* GIVEN PROBLEM *
Extract, verbatim, all lines starting at the one containing "point: pink flower" and ending with the final line of the listing, and no others.

* GIVEN RECORDS *

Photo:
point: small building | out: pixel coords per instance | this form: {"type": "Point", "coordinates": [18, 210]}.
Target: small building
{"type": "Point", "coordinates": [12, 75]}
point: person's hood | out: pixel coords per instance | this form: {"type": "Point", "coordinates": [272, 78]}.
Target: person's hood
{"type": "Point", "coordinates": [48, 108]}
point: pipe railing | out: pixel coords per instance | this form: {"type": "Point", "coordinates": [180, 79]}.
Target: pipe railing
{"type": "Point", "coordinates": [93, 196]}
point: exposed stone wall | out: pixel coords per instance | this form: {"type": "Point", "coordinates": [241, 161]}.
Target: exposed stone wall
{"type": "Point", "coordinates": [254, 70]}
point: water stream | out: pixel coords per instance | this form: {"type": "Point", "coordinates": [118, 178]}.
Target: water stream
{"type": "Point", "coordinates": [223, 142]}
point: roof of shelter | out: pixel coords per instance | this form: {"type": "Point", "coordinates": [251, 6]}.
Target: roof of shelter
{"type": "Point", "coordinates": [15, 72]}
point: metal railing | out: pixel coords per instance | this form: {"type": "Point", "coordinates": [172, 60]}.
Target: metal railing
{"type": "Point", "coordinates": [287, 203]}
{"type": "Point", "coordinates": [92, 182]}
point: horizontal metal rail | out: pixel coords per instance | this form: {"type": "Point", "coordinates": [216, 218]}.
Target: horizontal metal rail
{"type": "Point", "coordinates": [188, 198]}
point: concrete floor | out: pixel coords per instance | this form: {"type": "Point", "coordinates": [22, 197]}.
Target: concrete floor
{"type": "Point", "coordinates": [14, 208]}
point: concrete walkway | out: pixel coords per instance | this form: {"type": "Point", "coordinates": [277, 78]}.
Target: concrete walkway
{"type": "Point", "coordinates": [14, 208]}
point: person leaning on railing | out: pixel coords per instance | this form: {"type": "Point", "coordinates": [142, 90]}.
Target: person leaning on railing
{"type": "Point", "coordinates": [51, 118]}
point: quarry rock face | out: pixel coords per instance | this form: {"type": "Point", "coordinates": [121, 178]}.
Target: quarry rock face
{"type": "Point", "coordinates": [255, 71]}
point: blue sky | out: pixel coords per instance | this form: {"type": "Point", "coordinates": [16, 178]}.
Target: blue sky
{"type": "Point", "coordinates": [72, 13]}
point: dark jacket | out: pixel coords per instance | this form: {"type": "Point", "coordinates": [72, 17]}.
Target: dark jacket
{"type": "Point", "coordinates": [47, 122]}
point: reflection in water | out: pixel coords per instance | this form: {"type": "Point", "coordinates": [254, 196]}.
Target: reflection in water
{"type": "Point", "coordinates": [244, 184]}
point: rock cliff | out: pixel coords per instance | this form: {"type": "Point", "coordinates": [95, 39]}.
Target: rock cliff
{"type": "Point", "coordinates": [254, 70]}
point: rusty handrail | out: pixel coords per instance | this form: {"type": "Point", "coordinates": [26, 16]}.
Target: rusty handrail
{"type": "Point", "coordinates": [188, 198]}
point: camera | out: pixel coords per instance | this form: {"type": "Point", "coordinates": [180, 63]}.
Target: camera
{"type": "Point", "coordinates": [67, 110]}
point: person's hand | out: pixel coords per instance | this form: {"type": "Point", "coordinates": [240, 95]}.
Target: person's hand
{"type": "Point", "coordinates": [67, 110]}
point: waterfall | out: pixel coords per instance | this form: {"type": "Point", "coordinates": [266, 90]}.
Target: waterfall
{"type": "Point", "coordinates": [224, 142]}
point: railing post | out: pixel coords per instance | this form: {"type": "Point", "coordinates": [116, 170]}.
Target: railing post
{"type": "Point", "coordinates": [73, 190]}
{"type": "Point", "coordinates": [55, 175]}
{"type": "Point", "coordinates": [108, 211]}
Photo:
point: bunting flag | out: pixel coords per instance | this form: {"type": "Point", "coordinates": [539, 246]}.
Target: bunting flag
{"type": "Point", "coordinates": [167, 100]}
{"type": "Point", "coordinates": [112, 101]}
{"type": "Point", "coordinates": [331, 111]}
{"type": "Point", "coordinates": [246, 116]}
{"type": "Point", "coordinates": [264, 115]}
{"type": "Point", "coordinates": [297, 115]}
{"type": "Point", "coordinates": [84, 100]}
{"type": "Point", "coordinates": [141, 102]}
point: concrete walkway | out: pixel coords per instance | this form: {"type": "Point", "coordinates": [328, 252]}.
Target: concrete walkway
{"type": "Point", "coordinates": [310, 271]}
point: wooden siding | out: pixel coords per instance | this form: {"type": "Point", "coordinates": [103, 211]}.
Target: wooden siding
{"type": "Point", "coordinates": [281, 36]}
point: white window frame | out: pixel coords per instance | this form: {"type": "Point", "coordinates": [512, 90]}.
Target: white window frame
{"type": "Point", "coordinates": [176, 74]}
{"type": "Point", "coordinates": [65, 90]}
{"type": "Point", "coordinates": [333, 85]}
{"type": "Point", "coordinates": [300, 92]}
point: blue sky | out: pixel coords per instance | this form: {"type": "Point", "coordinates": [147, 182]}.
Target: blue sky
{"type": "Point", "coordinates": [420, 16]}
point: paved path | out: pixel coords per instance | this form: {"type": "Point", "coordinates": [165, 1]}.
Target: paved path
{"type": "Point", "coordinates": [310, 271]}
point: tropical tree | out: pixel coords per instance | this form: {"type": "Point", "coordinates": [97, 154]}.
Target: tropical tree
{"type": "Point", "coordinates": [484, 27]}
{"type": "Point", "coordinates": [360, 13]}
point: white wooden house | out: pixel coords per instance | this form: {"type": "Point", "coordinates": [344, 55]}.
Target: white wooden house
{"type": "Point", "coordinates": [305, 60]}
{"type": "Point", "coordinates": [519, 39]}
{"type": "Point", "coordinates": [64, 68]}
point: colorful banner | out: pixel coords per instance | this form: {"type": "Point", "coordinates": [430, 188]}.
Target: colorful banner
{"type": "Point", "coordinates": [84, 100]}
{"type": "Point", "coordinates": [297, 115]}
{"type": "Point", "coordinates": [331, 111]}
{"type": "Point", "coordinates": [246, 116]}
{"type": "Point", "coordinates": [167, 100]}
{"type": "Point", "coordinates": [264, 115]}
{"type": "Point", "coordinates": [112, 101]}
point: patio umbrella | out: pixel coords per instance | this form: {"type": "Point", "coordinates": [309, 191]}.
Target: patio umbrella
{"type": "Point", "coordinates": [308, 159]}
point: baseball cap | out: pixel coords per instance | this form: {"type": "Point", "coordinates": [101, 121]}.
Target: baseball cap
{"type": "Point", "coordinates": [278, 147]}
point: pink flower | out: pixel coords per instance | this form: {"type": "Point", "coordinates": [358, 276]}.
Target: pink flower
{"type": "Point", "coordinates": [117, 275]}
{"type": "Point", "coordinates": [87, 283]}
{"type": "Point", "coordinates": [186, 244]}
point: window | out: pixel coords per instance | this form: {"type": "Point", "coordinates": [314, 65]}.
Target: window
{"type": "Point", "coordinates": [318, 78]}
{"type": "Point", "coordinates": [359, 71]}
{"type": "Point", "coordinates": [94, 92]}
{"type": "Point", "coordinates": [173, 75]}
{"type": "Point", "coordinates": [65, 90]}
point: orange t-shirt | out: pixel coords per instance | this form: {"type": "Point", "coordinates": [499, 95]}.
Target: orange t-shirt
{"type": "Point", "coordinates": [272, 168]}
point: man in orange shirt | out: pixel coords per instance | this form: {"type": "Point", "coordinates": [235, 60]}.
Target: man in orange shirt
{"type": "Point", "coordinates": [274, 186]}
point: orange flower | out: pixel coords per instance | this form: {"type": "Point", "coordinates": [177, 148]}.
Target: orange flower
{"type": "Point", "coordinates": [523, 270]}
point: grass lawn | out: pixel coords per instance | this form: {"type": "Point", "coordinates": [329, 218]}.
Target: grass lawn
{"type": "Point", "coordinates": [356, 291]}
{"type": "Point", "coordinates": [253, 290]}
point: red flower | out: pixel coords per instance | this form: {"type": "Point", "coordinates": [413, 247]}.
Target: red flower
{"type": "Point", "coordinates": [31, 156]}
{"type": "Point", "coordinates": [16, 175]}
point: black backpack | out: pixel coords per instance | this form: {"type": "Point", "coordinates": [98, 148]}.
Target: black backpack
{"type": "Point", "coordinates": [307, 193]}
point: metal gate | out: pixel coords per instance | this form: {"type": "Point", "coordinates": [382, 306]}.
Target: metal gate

* THE COMPLETED TASK *
point: pink flower | out: pixel coords per instance | this form: {"type": "Point", "coordinates": [358, 276]}.
Target: pink flower
{"type": "Point", "coordinates": [117, 275]}
{"type": "Point", "coordinates": [87, 283]}
{"type": "Point", "coordinates": [186, 244]}
point: window | out: pixel coords per instance | this form: {"type": "Point", "coordinates": [314, 65]}.
Target: window
{"type": "Point", "coordinates": [318, 78]}
{"type": "Point", "coordinates": [359, 71]}
{"type": "Point", "coordinates": [94, 92]}
{"type": "Point", "coordinates": [173, 75]}
{"type": "Point", "coordinates": [65, 90]}
point: orange t-shirt | out: pixel coords per instance | this form: {"type": "Point", "coordinates": [499, 95]}.
Target: orange t-shirt
{"type": "Point", "coordinates": [272, 168]}
point: man in orange shirt | out: pixel coords per instance | this form: {"type": "Point", "coordinates": [235, 60]}.
Target: man in orange shirt
{"type": "Point", "coordinates": [274, 186]}
point: orange flower | out: pixel coords per instance | this form: {"type": "Point", "coordinates": [177, 148]}.
Target: orange flower
{"type": "Point", "coordinates": [523, 270]}
point: grass lawn | out: pixel coords per instance | this form: {"type": "Point", "coordinates": [329, 218]}.
Target: grass lawn
{"type": "Point", "coordinates": [356, 291]}
{"type": "Point", "coordinates": [253, 290]}
point: red flower | out: pixel coords per instance | this form: {"type": "Point", "coordinates": [413, 247]}.
Target: red flower
{"type": "Point", "coordinates": [31, 156]}
{"type": "Point", "coordinates": [16, 175]}
point: black backpack | out: pixel coords per instance | this form: {"type": "Point", "coordinates": [98, 148]}.
Target: black backpack
{"type": "Point", "coordinates": [307, 193]}
point: metal gate | out: pixel coords per instance | this form: {"type": "Point", "coordinates": [382, 306]}.
Target: metal gate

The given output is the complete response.